TEXT EXCERPT:
-------------------------
January 10, 2009
On 2009-01-09 23:14:07 -0500, dsimcha <dsimcha@yahoo.com> said:

> Wouldn't this also cause threading issues?

Well, I'd trust the compiler-generated code would not cause threading issues. :-)


> The obvious solution would be to use TLS, but his requires duplicating the cache across threads.

Well, there isn't many choices. Either it's TLS, or the cache need to be synchronized (using either locks or lock-free algorithms; both will add some overhead anyway).

That said, if you memoize a function member of a class, the memoization data could be added to the class and not be global. If the object is not shared across threads, then the memoization data isn't either. If the object is shared, then you'd need either TLS or synchronization.


> Also, using AAs internally like this would lead to very deeply hidden memory allocations, and
> therefore possibly more frequent GC, etc.

Perhaps the cache needs to be a little smarter than a regular AA. You may not want to keep each and every value that was computed. Depending on the situation, keeping only the 100 last results may be enough, in which case you can dedicate a fixed amount of memory for caching.

-- 
Michel Fortin
michel.fortin@michelf.com
http://michelf.com/

January 10, 2009
Michel Fortin:

> So to determine if a function is worth memoizing, you have to say yes
> to those two things:
> 1.	is it faster than recomputing the return value?
> 2.	is this function called often with the same inputs?
> While the compiler could take an educated guess at answering 1 given
> the code of a function, question 2 can only be answered by knowing the
> usage pattern of various functions.

GCC has profile-driven optimization. I presume it may help in such problems too.


> Perhaps the cache needs to be a little smarter than a regular AA. You may not want to keep each and every value that was computed. Depending on the situation, keeping only the 100 last results may be enough, in which case you can dedicate a fixed amount of memory for caching.

Right. There are time-limited memoization strategies, and other ones as well. In Python I have seen plenty of them:
http://code.activestate.com/recipes/325905/
http://code.activestate.com/recipes/498110/

Bye,
bearophile
January 10, 2009
Michel Fortin wrote:
> On 2009-01-10 00:10:11 -0500, Andrei Alexandrescu <SeeWebsiteForEmail@erdani.org> said:
> 
>>> The problem is identifying if this would be faster than recomputing the return value.
>>
>> I used memoizers for exp and log (the most called functions in some code I wrote) and it made the original version feel like it was driving in reverse.
> 
> That's only true because, in your specific context, those functions were called often with the same input. In a program that rarely use the same inputs, your memoizing functions will just waste time and memory.
> 
> So to determine if a function is worth memoizing, you have to say yes to those two things:
> 
> 1.    is it faster than recomputing the return value?
> 2.    is this function called often with the same inputs?
> 
> While the compiler could take an educated guess at answering 1 given the code of a function, question 2 can only be answered by knowing the usage pattern of various functions.

... so let's tell it what the usage patterns are!

1. Compile with profiling.

$ dmd -profile pure_program.d

2. Feed the profiled executable a big gob of test data.  Om nom nom.

$ for I in {0..99} do; pure_program < test_data_$I.dat; done

3. Recompile, giving the compiler the trace log, telling it which functions got called frequently, and where time was spent.
-------------------------
Some records:

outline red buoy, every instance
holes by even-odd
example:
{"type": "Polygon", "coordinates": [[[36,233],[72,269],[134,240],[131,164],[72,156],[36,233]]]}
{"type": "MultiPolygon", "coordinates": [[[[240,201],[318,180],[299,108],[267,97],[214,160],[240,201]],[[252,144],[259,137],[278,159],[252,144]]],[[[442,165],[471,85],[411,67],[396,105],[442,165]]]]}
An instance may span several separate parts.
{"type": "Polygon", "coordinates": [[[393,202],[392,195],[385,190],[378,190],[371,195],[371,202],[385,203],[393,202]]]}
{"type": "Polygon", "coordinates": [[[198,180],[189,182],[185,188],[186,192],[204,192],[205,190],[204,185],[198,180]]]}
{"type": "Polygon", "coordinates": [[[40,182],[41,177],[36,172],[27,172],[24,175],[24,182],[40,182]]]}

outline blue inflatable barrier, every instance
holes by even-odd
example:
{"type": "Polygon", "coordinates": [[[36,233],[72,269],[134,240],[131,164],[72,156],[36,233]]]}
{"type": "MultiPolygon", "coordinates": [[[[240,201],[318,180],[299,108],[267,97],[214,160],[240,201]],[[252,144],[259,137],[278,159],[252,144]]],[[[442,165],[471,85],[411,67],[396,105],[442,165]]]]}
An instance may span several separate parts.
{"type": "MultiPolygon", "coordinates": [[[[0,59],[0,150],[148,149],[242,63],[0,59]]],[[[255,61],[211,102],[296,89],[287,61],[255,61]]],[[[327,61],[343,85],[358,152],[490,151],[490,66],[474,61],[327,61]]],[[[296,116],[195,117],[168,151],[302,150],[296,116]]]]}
-------------------------
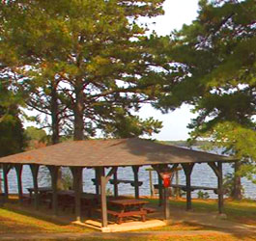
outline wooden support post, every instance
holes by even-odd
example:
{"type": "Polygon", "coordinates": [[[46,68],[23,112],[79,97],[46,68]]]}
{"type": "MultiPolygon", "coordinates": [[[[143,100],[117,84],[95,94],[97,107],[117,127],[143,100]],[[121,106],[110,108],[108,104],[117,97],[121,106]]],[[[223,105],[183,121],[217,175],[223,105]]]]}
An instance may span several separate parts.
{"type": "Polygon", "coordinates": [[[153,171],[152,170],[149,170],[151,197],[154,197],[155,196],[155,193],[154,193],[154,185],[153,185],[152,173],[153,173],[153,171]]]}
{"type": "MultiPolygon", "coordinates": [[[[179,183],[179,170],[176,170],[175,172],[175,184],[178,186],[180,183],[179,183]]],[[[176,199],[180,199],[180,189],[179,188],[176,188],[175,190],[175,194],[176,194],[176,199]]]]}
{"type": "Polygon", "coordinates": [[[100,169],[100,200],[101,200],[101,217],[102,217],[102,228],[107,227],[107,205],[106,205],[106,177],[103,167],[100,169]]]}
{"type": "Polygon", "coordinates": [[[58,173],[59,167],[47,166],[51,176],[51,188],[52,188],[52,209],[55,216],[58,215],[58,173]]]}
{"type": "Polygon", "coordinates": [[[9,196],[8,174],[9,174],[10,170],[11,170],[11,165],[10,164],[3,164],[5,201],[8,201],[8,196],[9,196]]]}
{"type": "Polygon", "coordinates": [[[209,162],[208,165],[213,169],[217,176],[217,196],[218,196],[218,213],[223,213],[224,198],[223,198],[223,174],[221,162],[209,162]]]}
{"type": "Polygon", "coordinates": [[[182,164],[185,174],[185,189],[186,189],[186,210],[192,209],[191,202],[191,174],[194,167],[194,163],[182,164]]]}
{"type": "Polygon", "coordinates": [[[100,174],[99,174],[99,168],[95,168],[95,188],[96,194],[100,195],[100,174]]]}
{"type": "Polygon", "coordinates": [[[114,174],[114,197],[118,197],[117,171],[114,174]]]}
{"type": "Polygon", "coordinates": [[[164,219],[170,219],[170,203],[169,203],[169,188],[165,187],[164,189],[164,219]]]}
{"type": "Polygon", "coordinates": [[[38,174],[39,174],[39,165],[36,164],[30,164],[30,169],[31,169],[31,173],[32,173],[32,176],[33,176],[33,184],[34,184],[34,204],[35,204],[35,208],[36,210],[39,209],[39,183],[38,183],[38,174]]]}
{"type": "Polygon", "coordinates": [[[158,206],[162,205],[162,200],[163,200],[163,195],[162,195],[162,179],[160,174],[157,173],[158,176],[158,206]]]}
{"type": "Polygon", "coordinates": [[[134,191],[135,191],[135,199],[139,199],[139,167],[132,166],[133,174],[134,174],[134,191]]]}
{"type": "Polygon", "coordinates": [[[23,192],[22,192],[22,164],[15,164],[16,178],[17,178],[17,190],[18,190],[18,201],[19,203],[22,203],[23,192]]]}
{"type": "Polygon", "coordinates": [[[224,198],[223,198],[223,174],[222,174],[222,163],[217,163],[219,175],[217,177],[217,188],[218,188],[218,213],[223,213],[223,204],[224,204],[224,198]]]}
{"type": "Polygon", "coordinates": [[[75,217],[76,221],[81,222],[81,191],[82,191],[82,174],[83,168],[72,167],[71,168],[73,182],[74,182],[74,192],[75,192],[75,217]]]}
-------------------------
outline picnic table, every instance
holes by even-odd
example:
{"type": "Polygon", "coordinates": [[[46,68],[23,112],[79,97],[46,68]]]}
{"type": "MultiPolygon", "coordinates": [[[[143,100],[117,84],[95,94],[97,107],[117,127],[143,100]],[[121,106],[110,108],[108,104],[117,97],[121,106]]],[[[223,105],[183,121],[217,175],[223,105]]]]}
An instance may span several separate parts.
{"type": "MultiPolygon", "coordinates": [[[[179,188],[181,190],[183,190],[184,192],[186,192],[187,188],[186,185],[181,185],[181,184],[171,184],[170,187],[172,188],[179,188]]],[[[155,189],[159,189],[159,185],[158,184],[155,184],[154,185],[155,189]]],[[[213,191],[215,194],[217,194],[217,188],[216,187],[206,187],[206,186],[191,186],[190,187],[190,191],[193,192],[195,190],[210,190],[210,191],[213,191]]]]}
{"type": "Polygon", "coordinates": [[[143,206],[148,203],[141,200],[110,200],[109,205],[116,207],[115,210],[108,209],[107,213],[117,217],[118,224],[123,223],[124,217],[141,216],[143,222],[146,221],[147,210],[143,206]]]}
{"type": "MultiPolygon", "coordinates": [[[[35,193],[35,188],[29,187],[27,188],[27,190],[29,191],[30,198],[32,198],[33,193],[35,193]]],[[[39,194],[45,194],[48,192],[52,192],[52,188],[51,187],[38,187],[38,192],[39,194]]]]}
-------------------------
WHAT THIS EXERCISE ASKS:
**a)** In the memoization thread, how many of the most recent results might be enough to keep in a smarter cache?
**b)** List every line in the entries that contains the word "outline".

RESULTS OF THE TASKS:
**a)** Keeping only the 100 last results may be enough.

**b)**
outline red buoy, every instance
outline blue inflatable barrier, every instance
outline wooden support post, every instance
outline picnic table, every instance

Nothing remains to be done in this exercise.